++++ Records supplied

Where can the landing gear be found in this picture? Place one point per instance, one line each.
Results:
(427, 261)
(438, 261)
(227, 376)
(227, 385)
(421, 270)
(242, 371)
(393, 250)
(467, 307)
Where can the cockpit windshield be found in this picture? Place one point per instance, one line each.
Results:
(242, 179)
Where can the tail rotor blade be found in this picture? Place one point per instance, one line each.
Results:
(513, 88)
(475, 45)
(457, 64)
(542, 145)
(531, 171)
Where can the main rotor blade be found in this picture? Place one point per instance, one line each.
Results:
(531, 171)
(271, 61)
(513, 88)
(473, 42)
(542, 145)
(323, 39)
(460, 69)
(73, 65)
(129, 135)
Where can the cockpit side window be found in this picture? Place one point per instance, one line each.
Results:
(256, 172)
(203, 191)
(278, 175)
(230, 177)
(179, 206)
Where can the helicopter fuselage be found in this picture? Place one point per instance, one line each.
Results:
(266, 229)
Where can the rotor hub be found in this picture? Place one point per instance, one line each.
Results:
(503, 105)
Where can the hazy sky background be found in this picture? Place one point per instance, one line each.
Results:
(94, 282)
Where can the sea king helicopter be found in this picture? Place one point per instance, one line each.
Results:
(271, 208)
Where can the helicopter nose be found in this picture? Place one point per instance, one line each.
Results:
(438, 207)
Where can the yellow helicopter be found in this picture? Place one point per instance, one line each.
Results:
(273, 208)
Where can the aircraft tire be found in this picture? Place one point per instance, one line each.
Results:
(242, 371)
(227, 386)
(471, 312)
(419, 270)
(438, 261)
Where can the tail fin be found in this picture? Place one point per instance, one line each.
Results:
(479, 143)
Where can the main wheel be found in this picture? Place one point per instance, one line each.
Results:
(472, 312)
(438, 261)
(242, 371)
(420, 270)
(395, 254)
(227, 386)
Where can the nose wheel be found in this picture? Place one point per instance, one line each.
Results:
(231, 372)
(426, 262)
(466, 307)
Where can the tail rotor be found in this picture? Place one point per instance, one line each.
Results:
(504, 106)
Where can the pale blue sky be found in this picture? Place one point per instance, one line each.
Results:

++++++++

▸ Task brief:
Give the lines of the records above as a JSON list of strings, one string per line with blank lines left out, starting at the line that contains "Where can the nose" and ending at the last line of the records, and include no other lines.

▸ Worked solution:
[
  "Where can the nose wheel be found in this picture? Place one point per instance, one line each.",
  "Results:",
  "(231, 372)",
  "(426, 262)",
  "(466, 307)",
  "Where can the tail rotor be found in this picture? Place one point per instance, one line each.",
  "Results:",
  "(504, 106)",
  "Where can the pale blue sky be found in this picture? Place one point per instance, one line each.",
  "Results:"
]